5. Pharmaceuticals / personal care
> Percent of total seizures:
8%
> Number of seizures: 2,301
> MSRP of seized goods: $75.1 million

Pharmaceuticals are one of the most counterfeited products worldwide. Since quality medicine is often in high demand yet in limited supply and also prohibitively expensive, distributing fake drugs can be very profitable for criminals. The physical harm that counterfeit medicine can cause to consumers adds another dimension to the otherwise mostly economic harms of piracy, Whittenburg explained.

The vast majority of counterfeited goods overall come from China, where a great deal of authentic products also originate. The infringement of pharmaceutical patents is among the major concerns of the United States as the two countries continue to work through trade barriers.

4. Watches / jewelry
> Percent of total seizures:
10%
> Number of seizures: 2,754
> MSRP of seized goods: $580.8 million

While counterfeit watches and jewelry seized in 2015 comprised 10% of total seizures, their estimated value of $580.8 million accounted for 43% of the value of all seized fake products — by far the largest such share of all products. Watches were among the 175,000 items seized in a single shipment last August. The products were valued at more than $100 million, an all time high. Like other luxury goods, watches and jewelry are especially vulnerable to trademark infringement. A replica can serve as a status symbol for those who cannot afford the price tag of the original luxury good.

The problem of imitation jewelry and watches is a major concern for businesses in the industry. The Federation of the Swiss Watch Industry organized in 2009 an anti-counterfeit campaign, which now holds events annually.

3. Footwear
> Percent of total seizures:
10%
> Number of seizures: 2,818
> MSRP of seized goods: $65.0 million

Of the nearly 30,000 seized shipments last year, 2,818 — or one in every 10 — were footwear products. This is approximately double the level of counterfeit footwear products seized the year before. Major shoe makers have taken steps to combat the rising prevalence of counterfeit footwear. Nike, for example, is a member of several anti-counterfeiting organizations around the world and actively supports intellectual property legislation. Over the years, the company has also added increasing numbers of hidden details to its shoes, which may be part of the company’s fight against counterfeiters as consumers can more readily identify the signature shoes.

REQUIRED ACTION -
Translate this sentence from the excerpt on counterfeit goods seizures into Spanish: "Pharmaceuticals are one of the most counterfeited products worldwide."

[Stored dataset records]
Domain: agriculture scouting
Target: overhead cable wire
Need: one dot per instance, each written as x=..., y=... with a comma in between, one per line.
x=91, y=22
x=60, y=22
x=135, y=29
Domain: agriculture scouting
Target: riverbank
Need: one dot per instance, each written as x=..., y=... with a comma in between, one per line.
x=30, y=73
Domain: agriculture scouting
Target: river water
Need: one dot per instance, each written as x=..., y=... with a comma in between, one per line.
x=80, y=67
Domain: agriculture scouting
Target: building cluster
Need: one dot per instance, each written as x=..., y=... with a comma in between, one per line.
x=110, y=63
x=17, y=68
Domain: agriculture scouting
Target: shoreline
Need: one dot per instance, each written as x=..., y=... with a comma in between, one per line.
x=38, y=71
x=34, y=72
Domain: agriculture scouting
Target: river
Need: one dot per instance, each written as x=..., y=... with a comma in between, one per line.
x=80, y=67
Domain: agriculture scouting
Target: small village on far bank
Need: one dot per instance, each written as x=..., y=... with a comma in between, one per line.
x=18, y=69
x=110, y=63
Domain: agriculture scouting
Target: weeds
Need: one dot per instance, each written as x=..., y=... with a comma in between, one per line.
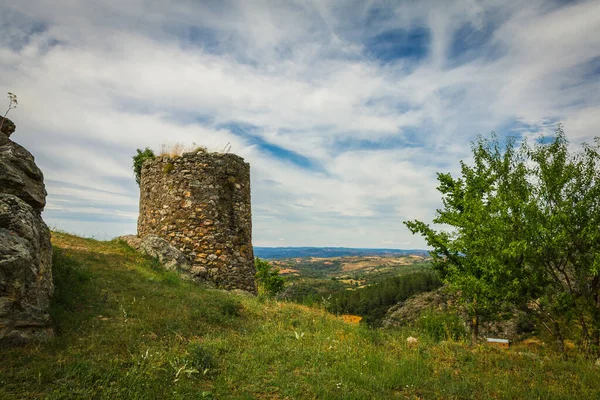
x=128, y=334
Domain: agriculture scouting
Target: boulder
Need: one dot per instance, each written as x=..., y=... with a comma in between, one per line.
x=26, y=285
x=155, y=246
x=25, y=273
x=8, y=127
x=19, y=175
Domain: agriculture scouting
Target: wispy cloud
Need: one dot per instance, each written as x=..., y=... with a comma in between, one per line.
x=345, y=110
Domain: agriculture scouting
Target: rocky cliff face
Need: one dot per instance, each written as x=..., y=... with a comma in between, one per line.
x=25, y=251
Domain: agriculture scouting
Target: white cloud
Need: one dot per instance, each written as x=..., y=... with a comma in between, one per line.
x=96, y=80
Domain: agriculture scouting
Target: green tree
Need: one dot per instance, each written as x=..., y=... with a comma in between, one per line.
x=523, y=233
x=138, y=161
x=269, y=281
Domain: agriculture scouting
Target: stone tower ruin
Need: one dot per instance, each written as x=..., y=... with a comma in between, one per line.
x=200, y=203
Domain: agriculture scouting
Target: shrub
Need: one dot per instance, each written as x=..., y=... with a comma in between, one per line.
x=441, y=326
x=269, y=281
x=138, y=161
x=177, y=149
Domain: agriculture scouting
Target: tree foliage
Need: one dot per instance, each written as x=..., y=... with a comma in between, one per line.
x=269, y=281
x=138, y=161
x=524, y=232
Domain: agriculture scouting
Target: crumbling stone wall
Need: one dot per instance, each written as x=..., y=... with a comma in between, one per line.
x=200, y=203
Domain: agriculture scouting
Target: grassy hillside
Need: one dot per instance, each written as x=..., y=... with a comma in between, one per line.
x=128, y=330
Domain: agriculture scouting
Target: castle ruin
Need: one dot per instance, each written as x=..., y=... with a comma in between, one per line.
x=200, y=203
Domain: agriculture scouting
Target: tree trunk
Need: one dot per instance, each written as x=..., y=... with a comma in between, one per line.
x=475, y=328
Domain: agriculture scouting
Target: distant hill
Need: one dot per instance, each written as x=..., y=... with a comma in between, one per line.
x=294, y=252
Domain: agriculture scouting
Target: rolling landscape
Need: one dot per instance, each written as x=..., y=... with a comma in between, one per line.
x=300, y=199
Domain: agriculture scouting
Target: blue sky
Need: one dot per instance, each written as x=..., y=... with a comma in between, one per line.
x=345, y=109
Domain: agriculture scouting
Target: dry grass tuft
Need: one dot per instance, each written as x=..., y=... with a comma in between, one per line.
x=177, y=149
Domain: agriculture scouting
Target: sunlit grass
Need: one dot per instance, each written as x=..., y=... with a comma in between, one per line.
x=126, y=329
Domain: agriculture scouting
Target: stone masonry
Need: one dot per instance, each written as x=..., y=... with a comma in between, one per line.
x=200, y=203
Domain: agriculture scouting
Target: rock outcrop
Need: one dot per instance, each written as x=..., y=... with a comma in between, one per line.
x=8, y=127
x=26, y=284
x=155, y=246
x=514, y=325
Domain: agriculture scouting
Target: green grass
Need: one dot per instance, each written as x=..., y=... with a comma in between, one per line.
x=127, y=330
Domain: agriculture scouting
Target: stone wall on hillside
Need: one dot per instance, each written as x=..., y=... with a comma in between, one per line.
x=200, y=203
x=26, y=284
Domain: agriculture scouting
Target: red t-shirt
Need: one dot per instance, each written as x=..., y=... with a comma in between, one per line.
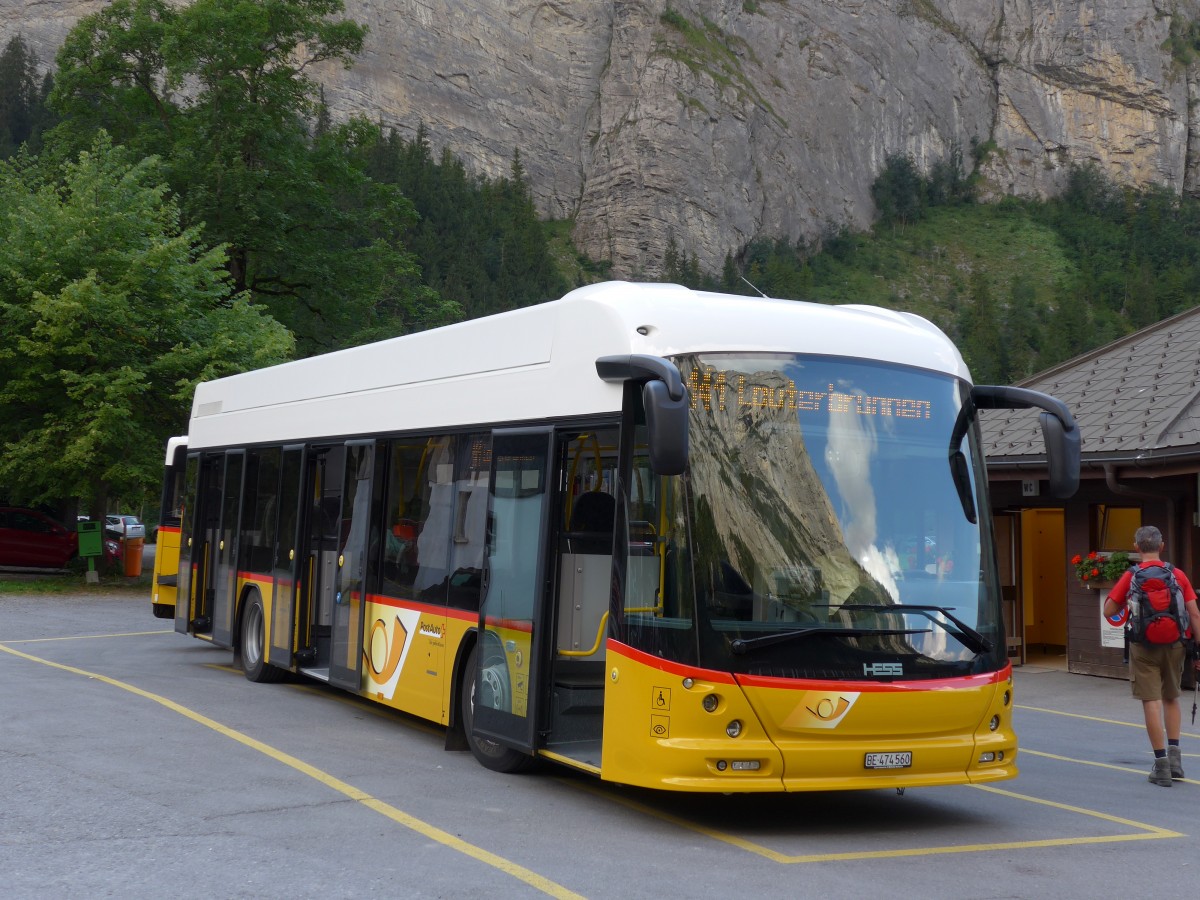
x=1120, y=592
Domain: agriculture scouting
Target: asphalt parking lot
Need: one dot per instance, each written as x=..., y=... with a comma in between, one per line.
x=139, y=763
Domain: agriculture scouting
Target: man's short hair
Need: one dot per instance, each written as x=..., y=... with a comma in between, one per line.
x=1149, y=539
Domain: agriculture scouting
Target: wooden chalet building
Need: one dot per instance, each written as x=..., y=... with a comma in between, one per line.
x=1137, y=402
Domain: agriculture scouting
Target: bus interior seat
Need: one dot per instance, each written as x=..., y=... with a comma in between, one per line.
x=592, y=522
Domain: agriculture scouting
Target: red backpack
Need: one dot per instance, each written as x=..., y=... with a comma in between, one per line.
x=1157, y=613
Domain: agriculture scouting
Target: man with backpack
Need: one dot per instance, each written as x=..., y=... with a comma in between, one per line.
x=1162, y=603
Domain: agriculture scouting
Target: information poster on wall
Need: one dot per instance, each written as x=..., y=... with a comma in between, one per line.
x=1113, y=627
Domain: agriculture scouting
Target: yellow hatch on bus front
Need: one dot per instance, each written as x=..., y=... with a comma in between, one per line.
x=865, y=735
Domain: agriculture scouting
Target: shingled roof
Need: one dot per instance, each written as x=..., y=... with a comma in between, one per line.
x=1137, y=399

COMPLETED EXERCISE -
Los productos farmacéuticos son uno de los productos más falsificados del mundo.